Short exercise a — Can you arrange everything in the listing, from the line containing "the boy's white shirt collar" down to the end of the listing, as a JSON list of strings with one string per line and blank lines omitted?

Text to read —
Begin

Orchids also reveal a lot about the inner life of Charlie Kaufman, a character just as well-acquainted with self-disgust. Having fled from an opportunity to meet Susan, whose book (and author photo) he’s long fixated over, Charlie laments, “I have no understanding of anything outside of my own panic and self-loathing and pathetic little existence. It’s like the only thing I’m actually qualified to write about is myself.” Charlie proceeds to write himself into his screenplay. He is moved by Susan’s “sweet, sad insights” on orchids, but in his attempt to write a film that “shows flowers as god’s miracles”, he instead shines a light on his own narcissism and loneliness.

Not only do orchids help us understand how these dysfunctional men relate to themselves, they also show how they relate to women. In Secretary, the use of the colour purple in Lee’s clothing connects her to Grey’s orchids. This connection deepens in the film’s final act, when Grey carries her to his elaborate orchid nursery, bathes her and lays her on a bed of grass. The sex that ensues does not adhere to their usual sadomasochistic dynamic; Grey delivers kisses with a delicacy he’s rarely displayed outside of his terrarium. Lee has replaced his orchids. She is now his precious project. This metaphor ultimately naturalises the couple’s deviant sexual relationship, assuring audiences of the nurture and care that accompanies their kinky antics.

In the chaotic mind of Charlie Kaufman, there’s a similar blurring of the floral and the female. A dream sequence brings to life his masturbatory fantasy of taking a young, friendly waitress to an orchid show. In a sunbathed Eden behind the event centre, she playfully kisses him and removes her shirt. When Charlie actually visits this orchid show, he is alone. His yearning for women overpowers a passage read from The Orchid Thief in voiceover: “There are more than 30,000 known orchid species. One looks like a turtle. One looks like a monkey… one looks like a school teacher, one looks like a gymnast, one looks like that girl in high school with creamy skin…” Charlie’s thoughts drift from the flowers to the faces of the women admiring them. His efforts to appreciate orchids expose and inflame his sexual frustration.

End

Data supplied —
Begin

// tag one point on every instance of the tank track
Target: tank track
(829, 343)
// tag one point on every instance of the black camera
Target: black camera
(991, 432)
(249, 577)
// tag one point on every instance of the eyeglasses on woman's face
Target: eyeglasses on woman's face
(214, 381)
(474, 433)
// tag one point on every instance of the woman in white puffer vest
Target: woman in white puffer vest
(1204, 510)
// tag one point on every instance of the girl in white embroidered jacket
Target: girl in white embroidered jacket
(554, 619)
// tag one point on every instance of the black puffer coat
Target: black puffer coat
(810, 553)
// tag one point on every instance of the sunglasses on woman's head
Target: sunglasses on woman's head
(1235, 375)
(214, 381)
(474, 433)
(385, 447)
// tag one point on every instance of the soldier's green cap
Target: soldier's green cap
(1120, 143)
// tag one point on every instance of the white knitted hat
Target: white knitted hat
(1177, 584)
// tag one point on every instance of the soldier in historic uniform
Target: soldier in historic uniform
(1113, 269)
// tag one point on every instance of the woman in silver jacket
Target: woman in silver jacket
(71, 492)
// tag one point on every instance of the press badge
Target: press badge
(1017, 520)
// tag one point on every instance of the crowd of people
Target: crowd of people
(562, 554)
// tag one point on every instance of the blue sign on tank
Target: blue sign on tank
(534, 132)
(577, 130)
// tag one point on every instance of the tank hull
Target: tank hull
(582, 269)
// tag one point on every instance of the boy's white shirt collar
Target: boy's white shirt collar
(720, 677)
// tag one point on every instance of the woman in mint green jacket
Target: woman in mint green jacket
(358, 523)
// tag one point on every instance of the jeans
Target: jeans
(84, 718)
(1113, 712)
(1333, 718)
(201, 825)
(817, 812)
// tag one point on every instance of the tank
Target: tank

End

Short exercise b — Can you set down everything in the orchid essay from "Orchids also reveal" down to "narcissism and loneliness.", word for word?

Correct answer a —
[
  "// tag one point on every instance of the boy's white shirt collar",
  "Target: boy's white shirt collar",
  "(720, 677)",
  "// tag one point on every instance of the woman in mint green jacket",
  "Target: woman in mint green jacket",
  "(358, 523)",
  "// tag one point on every instance of the jeans",
  "Target: jeans",
  "(84, 718)",
  "(1113, 712)",
  "(1333, 718)",
  "(201, 825)",
  "(817, 812)",
  "// tag one point on every instance of the tank",
  "Target: tank"
]

Correct answer b —
Orchids also reveal a lot about the inner life of Charlie Kaufman, a character just as well-acquainted with self-disgust. Having fled from an opportunity to meet Susan, whose book (and author photo) he’s long fixated over, Charlie laments, “I have no understanding of anything outside of my own panic and self-loathing and pathetic little existence. It’s like the only thing I’m actually qualified to write about is myself.” Charlie proceeds to write himself into his screenplay. He is moved by Susan’s “sweet, sad insights” on orchids, but in his attempt to write a film that “shows flowers as god’s miracles”, he instead shines a light on his own narcissism and loneliness.